#### [WHAT YOU NEED TO DO]
Write out all of the lines below, exactly and completely.

#### [RECORDS TO PROCESS]
— begin —
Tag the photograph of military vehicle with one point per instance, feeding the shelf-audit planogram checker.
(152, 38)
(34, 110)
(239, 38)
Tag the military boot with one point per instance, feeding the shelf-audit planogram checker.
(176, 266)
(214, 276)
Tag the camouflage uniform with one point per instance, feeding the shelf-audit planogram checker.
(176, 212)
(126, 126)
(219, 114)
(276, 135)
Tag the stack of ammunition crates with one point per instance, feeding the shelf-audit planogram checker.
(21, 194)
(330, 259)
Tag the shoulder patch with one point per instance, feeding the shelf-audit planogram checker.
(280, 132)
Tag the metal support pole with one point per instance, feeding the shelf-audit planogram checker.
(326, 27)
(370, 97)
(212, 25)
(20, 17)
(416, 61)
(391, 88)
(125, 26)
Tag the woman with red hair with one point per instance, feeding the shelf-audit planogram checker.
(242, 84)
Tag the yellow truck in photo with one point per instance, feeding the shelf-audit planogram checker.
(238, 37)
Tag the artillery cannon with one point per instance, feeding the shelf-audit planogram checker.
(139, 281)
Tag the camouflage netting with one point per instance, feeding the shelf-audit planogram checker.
— end —
#### [CORRECT OUTPUT]
Tag the photograph of military vehicle with one point per instance, feeding the shelf-audit planogram checker.
(152, 38)
(34, 110)
(239, 38)
Tag the military boot with one point per instance, feeding the shelf-audit planogram checker.
(176, 266)
(214, 276)
Tag the camouflage uniform with one point per instance, feeding the shelf-audit planogram checker.
(176, 212)
(126, 126)
(219, 114)
(276, 135)
Tag the stack of ammunition crates with one point per instance, feeding the shelf-audit planogram checker.
(21, 194)
(330, 259)
Tag the shoulder patch with one point per instance, feeding the shelf-audit planogram checker.
(280, 132)
Tag the metal support pole with one point per instance, feeding the shelf-audit planogram checker.
(326, 27)
(370, 97)
(212, 25)
(20, 17)
(416, 61)
(391, 88)
(125, 26)
Tag the woman with red hair with one point per instance, feeding the shelf-audit planogram checker.
(242, 84)
Tag the yellow truck in photo with one point per instance, feeding the shelf-audit planogram checker.
(238, 37)
Tag the artillery cannon with one point per instance, feeding the shelf-audit planogram checker.
(139, 281)
Tag the camouflage netting with one point per instance, feeding the shelf-audit planogram checker.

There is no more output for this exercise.